Set task: Rewrite every line of the data below as a JSON list of strings, one string per line, leaving out blank lines.

---

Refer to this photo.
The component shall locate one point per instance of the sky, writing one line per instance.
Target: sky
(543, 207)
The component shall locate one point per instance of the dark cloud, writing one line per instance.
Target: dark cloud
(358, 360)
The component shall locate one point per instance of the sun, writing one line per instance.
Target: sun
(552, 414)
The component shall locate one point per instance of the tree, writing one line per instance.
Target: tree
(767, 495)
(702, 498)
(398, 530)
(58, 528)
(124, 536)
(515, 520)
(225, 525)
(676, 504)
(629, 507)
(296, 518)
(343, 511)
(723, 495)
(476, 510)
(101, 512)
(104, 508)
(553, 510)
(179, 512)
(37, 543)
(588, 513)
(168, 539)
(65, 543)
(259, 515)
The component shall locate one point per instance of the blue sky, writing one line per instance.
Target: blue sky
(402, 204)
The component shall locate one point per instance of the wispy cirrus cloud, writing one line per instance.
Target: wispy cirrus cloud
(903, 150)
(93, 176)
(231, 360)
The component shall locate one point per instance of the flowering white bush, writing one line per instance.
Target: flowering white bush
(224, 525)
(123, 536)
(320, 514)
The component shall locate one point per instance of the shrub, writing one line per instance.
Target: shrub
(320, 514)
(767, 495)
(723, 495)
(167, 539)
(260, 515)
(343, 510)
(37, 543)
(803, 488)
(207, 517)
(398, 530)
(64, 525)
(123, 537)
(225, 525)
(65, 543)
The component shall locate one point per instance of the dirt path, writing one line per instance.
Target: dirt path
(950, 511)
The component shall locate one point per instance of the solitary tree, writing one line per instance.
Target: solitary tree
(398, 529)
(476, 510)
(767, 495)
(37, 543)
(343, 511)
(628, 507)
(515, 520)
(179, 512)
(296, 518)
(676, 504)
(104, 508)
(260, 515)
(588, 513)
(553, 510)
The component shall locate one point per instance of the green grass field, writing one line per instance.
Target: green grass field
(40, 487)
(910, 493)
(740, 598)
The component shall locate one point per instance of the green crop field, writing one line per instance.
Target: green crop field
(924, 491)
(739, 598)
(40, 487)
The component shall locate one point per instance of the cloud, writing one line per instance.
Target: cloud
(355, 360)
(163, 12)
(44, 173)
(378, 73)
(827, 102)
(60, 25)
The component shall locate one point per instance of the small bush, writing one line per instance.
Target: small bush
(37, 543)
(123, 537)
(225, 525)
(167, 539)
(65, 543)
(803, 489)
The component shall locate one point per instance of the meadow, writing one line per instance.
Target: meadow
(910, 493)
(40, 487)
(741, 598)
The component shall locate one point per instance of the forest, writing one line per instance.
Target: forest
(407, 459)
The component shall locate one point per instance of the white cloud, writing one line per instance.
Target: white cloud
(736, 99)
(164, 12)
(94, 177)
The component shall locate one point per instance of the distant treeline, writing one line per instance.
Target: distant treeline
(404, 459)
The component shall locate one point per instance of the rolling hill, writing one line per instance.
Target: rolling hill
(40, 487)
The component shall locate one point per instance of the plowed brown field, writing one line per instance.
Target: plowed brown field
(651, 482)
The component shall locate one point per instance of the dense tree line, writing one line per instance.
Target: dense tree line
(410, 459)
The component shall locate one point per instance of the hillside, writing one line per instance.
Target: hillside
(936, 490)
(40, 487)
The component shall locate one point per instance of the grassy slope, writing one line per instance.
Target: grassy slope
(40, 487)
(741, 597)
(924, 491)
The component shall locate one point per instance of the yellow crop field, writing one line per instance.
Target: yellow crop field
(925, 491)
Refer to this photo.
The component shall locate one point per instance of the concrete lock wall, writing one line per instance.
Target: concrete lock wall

---

Answer to the task:
[
  "Refer to this photo.",
  "The component shall locate one point per instance of the sky, writing one line per instance.",
  "Target: sky",
  "(543, 207)",
  "The component shall locate one point per instance of the dark cloud, writing one line per instance.",
  "Target: dark cloud",
  "(358, 360)",
  "The component shall locate one point per instance of the sun, writing one line per instance.",
  "Target: sun",
  "(552, 414)",
  "The component shall locate one point per instance of the tree, writing one line per instance.",
  "Target: tree",
  "(767, 495)",
  "(702, 498)",
  "(398, 530)",
  "(58, 528)",
  "(124, 536)",
  "(515, 520)",
  "(225, 525)",
  "(676, 504)",
  "(629, 507)",
  "(296, 518)",
  "(343, 511)",
  "(723, 495)",
  "(476, 510)",
  "(101, 512)",
  "(104, 508)",
  "(553, 510)",
  "(179, 512)",
  "(37, 543)",
  "(588, 513)",
  "(168, 539)",
  "(65, 543)",
  "(259, 515)",
  "The component shall locate one point per instance of the blue sky, writing one line per instance.",
  "Target: blue sky",
  "(402, 204)",
  "The component shall locate one point per instance of the wispy cirrus cloud, writing one line per instance.",
  "Target: wispy cirrus cloud",
  "(903, 150)",
  "(93, 176)",
  "(231, 360)",
  "The component shall locate one point per instance of the flowering white bush, writing one line per instance.",
  "Target: flowering white bush",
  "(224, 525)",
  "(123, 536)",
  "(320, 514)",
  "The component shall locate one point per instance of the shrub, writing one line per instance.",
  "Target: shrub",
  "(320, 514)",
  "(767, 495)",
  "(723, 495)",
  "(167, 539)",
  "(260, 515)",
  "(343, 510)",
  "(37, 543)",
  "(803, 488)",
  "(207, 517)",
  "(398, 530)",
  "(64, 525)",
  "(123, 537)",
  "(225, 525)",
  "(65, 543)",
  "The component shall locate one point per instance of the dirt path, writing one line per instance.",
  "Target: dirt path",
  "(950, 511)",
  "The component shall locate one point per instance of the solitary tree, writing one line per instance.",
  "Target: solitary tree",
  "(398, 529)",
  "(476, 510)",
  "(767, 495)",
  "(37, 543)",
  "(343, 511)",
  "(628, 507)",
  "(515, 520)",
  "(179, 512)",
  "(296, 518)",
  "(676, 504)",
  "(104, 508)",
  "(260, 515)",
  "(588, 513)",
  "(553, 510)",
  "The component shall locate one point per instance of the green grass field, writing one line per instance.",
  "Target: green grass field",
  "(40, 487)",
  "(910, 493)",
  "(740, 598)",
  "The component shall locate one point per instance of the green crop field, writing one line per instance.",
  "Target: green crop field",
  "(924, 491)",
  "(739, 598)",
  "(40, 487)",
  "The component shall locate one point per instance of the cloud, writing one line per instance.",
  "Target: cloud",
  "(355, 360)",
  "(163, 12)",
  "(44, 173)",
  "(378, 73)",
  "(827, 102)",
  "(60, 25)",
  "The component shall locate one point per instance of the small bush, writing one line per instance.",
  "Target: small bush",
  "(37, 543)",
  "(123, 537)",
  "(225, 525)",
  "(167, 539)",
  "(65, 543)",
  "(803, 489)",
  "The component shall locate one point per instance of the meadow, writing one line per instance.",
  "Target: meadow",
  "(910, 493)",
  "(40, 487)",
  "(741, 598)",
  "The component shall locate one point per instance of the forest, writing one line per instance.",
  "Target: forest",
  "(407, 459)",
  "The component shall locate one point per instance of the white cloud, writing one line per instance.",
  "Target: white cloud",
  "(736, 99)",
  "(164, 12)",
  "(94, 177)",
  "The component shall locate one point per instance of the distant treeline, writing one line per instance.",
  "Target: distant treeline",
  "(404, 459)",
  "The component shall locate one point per instance of the rolling hill, writing one line per instance.",
  "Target: rolling hill",
  "(40, 487)",
  "The component shall locate one point per instance of the plowed brown field, writing one line per instance.",
  "Target: plowed brown field",
  "(651, 482)",
  "The component shall locate one point per instance of the dense tree line, writing one line per instance.",
  "Target: dense tree line",
  "(410, 459)",
  "The component shall locate one point per instance of the hillside, writing one line per instance.",
  "Target: hillside",
  "(936, 490)",
  "(40, 487)",
  "The component shall locate one point per instance of the grassy slope, writing one line per instance.",
  "Target: grassy slope",
  "(40, 487)",
  "(741, 597)",
  "(924, 491)",
  "The component shall locate one point per instance of the yellow crop field, writing one line per instance.",
  "Target: yellow crop field",
  "(925, 491)",
  "Refer to this photo.",
  "The component shall locate one point per instance of the concrete lock wall, writing one line per instance.",
  "Target: concrete lock wall"
]